RECORD EXTRACTS.
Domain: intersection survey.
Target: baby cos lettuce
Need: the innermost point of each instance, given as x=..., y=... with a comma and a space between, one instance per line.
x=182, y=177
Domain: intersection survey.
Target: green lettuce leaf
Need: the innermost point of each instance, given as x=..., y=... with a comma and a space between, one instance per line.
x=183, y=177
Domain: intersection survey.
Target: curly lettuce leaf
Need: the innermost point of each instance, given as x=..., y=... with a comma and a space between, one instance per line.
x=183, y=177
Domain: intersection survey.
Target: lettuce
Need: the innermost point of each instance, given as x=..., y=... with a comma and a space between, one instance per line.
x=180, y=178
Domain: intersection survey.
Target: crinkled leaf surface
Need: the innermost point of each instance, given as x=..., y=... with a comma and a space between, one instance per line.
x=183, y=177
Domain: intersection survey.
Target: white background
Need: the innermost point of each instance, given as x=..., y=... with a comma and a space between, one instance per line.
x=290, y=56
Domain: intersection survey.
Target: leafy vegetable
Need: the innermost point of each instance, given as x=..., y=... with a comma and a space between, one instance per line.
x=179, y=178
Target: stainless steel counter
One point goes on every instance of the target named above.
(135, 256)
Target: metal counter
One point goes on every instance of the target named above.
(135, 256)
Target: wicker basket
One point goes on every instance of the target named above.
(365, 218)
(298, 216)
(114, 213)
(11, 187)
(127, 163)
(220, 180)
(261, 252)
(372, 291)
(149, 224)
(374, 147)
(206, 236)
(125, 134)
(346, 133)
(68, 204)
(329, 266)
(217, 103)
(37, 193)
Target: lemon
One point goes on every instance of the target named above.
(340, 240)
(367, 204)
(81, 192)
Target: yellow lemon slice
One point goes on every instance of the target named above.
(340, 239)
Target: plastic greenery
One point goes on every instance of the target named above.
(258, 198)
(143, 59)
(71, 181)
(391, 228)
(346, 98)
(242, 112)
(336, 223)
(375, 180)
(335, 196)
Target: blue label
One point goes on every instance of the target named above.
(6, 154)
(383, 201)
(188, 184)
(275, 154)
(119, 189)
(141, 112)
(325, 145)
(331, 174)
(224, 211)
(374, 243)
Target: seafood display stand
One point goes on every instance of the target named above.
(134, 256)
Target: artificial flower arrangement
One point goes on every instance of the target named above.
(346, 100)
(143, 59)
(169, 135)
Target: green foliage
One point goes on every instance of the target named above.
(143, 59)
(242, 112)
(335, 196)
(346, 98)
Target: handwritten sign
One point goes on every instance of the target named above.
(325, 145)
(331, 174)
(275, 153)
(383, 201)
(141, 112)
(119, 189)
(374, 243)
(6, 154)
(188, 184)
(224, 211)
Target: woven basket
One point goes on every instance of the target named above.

WHAT YOU NEED TO DO.
State how many lines of the data above contain the string "lettuce", and give no other words.

TASK SOLUTION.
4